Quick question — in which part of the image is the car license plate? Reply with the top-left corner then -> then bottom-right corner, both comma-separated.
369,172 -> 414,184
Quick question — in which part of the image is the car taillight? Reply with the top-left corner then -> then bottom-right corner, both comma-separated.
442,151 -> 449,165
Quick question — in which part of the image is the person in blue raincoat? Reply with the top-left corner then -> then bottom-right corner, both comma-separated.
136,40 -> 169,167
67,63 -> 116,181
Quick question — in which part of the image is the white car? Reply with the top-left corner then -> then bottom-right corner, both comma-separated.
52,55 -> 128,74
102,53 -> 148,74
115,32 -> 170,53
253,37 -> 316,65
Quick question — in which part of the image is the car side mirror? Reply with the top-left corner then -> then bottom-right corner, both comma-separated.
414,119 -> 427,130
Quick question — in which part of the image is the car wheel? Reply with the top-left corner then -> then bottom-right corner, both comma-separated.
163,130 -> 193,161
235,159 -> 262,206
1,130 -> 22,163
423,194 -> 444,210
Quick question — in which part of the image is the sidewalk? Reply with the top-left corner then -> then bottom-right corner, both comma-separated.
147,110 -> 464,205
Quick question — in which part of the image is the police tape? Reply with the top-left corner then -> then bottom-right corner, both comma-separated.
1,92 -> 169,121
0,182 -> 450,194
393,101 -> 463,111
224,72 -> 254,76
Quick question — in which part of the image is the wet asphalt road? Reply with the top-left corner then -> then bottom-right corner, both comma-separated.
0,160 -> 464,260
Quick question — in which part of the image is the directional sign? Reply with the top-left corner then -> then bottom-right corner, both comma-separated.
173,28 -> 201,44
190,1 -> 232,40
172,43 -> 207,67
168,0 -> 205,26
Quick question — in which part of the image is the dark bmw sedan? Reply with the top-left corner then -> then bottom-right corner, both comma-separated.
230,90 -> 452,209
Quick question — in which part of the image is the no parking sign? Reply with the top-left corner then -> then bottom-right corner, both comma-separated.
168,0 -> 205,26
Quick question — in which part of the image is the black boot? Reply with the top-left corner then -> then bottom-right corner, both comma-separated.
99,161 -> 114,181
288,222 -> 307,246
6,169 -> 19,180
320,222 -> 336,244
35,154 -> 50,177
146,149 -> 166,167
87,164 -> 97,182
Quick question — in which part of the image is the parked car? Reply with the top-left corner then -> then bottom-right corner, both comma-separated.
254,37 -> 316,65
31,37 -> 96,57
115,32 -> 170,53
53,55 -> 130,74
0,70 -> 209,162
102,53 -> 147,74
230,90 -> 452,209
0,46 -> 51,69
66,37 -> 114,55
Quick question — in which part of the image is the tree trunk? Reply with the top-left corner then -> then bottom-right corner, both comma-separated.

..........

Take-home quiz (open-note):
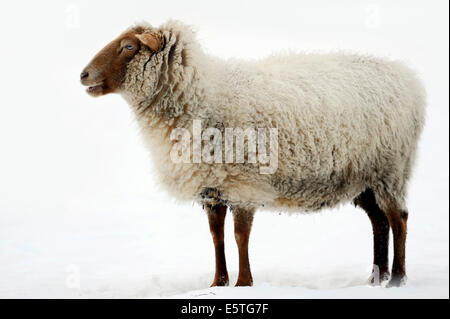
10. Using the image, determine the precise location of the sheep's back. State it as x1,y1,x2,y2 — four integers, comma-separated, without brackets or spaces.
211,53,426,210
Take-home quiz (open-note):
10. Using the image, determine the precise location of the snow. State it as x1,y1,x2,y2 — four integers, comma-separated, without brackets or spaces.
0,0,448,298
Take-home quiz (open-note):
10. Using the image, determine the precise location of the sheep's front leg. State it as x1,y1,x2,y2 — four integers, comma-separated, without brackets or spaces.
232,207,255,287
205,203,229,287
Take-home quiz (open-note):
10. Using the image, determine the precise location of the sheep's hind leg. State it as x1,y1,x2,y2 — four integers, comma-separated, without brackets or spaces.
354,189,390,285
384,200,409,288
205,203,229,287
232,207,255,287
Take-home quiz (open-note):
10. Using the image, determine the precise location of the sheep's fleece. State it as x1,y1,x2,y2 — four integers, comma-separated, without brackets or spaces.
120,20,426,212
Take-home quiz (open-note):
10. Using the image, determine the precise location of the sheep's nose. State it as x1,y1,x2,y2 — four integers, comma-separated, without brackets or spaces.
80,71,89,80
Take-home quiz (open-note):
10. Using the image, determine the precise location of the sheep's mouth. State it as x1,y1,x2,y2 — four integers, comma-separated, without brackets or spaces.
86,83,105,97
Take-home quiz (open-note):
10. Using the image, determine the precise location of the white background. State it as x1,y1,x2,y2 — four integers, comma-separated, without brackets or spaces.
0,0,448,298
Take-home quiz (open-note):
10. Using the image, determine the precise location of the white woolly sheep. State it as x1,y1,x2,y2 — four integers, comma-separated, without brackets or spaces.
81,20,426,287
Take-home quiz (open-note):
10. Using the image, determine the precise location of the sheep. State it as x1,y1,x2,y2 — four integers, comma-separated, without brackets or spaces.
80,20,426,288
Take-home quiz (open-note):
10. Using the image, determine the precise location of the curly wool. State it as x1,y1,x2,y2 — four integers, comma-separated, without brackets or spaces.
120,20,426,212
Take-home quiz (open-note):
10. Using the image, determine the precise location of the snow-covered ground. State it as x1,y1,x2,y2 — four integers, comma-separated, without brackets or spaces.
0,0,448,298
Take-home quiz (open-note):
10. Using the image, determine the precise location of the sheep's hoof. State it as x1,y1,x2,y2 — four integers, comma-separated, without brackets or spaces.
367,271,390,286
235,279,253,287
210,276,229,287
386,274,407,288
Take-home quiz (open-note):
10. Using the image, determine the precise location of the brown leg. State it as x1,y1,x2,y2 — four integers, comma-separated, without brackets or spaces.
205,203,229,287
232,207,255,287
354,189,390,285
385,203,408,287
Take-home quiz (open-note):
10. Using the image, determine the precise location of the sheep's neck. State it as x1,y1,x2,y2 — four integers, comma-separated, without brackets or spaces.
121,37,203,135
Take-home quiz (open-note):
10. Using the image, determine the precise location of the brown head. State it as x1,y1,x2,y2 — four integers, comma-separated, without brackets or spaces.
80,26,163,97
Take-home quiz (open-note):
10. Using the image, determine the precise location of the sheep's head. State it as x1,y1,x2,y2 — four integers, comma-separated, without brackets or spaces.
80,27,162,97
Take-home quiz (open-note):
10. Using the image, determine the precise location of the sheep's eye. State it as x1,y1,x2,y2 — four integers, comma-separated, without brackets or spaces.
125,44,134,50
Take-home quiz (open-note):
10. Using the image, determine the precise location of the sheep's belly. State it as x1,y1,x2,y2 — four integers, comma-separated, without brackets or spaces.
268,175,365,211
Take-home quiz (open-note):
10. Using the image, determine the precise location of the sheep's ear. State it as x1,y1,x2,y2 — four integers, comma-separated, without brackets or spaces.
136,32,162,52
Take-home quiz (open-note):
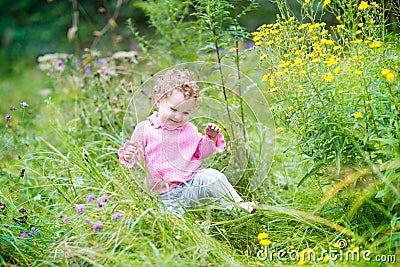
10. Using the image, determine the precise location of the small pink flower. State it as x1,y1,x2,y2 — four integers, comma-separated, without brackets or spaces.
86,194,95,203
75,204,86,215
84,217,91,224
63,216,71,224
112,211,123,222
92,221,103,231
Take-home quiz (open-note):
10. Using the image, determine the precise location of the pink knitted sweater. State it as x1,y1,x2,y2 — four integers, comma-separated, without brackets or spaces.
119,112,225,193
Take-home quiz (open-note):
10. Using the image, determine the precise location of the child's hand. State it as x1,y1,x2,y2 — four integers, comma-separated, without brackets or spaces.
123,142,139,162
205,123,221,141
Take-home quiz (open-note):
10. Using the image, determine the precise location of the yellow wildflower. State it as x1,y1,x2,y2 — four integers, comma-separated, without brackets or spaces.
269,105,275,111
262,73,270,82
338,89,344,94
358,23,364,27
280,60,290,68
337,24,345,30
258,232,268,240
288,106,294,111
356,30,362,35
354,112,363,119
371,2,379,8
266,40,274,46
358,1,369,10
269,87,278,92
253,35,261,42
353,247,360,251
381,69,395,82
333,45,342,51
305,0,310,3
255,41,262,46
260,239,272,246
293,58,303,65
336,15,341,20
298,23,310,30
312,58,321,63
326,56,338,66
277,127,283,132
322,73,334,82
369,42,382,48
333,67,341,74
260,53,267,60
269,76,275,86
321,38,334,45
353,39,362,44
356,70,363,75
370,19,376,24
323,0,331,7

..........

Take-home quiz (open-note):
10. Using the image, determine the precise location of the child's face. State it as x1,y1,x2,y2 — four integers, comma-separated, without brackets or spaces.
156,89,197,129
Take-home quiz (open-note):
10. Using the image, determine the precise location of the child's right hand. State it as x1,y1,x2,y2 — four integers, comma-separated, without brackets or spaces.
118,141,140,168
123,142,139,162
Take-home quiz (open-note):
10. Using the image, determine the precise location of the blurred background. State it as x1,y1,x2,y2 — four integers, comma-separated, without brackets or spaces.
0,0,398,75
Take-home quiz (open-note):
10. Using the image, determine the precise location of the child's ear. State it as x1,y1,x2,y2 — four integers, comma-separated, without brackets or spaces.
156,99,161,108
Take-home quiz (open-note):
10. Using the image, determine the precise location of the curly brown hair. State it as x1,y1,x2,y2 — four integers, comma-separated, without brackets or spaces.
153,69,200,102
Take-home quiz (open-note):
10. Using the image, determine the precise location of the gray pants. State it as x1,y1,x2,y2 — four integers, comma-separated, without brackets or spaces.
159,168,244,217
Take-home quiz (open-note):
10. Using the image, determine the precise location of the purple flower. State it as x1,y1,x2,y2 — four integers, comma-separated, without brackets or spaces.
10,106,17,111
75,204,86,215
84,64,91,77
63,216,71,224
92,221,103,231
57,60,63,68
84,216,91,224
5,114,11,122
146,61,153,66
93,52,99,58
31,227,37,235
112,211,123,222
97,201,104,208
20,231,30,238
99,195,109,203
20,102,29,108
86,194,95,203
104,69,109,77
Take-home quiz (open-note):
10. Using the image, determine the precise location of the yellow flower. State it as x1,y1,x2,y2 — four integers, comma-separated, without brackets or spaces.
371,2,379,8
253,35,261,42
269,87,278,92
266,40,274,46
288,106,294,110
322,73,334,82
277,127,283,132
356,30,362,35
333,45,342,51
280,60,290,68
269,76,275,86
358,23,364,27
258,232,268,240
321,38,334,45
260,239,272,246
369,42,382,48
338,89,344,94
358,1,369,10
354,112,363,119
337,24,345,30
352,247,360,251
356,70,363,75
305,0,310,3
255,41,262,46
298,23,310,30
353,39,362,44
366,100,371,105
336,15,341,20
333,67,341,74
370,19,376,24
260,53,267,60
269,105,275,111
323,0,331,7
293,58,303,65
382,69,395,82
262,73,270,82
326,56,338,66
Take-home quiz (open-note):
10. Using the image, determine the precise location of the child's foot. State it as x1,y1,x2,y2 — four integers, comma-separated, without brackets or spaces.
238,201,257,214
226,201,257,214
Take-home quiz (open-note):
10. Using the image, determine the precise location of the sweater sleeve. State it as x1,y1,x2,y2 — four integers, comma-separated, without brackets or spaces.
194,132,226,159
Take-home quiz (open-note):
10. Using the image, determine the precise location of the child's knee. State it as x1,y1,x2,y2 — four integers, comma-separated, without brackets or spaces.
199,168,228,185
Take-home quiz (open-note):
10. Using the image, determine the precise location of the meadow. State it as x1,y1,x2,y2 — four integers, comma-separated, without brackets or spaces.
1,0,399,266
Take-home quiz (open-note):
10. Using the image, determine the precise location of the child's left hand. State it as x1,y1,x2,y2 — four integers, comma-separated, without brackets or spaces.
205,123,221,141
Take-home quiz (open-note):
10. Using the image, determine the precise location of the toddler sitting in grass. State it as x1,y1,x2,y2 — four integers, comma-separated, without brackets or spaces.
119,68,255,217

..........

- **Work required**
Beginning at the line with "the wet asphalt" and ending at the line with "is the tree", reproduce each line of the data above exactly, and add no other lines.

- **Result of the exercise**
Quick question — in which part of the image is the wet asphalt road? Reply with the top-left corner then -> then bottom-right corner, both comma-separated.
0,160 -> 464,260
Quick question — in which part of the image is the directional sign? Reply with the top-left corner then -> then bottom-right corner, both comma-separated.
173,28 -> 201,44
190,1 -> 232,40
172,43 -> 207,67
168,0 -> 205,26
Quick question — in which part of the image is the dark bmw sedan? Reply with the top-left corner then -> then bottom-right corner, both comma-separated.
230,90 -> 452,209
Quick question — in which part of the image is the no parking sign? Reply with the top-left corner then -> then bottom-right corner, both comma-separated.
168,0 -> 205,26
Quick question — in which part of the image is the black boot? Reply with the top-left corner then -> then bottom-right corner, both comma-separated.
99,161 -> 114,181
288,222 -> 307,246
6,169 -> 19,180
320,222 -> 336,244
35,154 -> 50,177
146,149 -> 166,167
87,164 -> 97,182
Quick question — in which part of the image is the parked car? Reply with the top-left corner then -> then bottom-right corner, both comma-separated.
254,37 -> 316,65
31,37 -> 96,57
115,32 -> 170,53
53,55 -> 130,74
0,70 -> 209,162
102,53 -> 147,74
230,90 -> 452,209
0,46 -> 51,69
66,37 -> 114,55
Quick question — in which part of the image is the tree trunk? Reply with the top-left corner then -> then bottom-right corner, both comma-separated.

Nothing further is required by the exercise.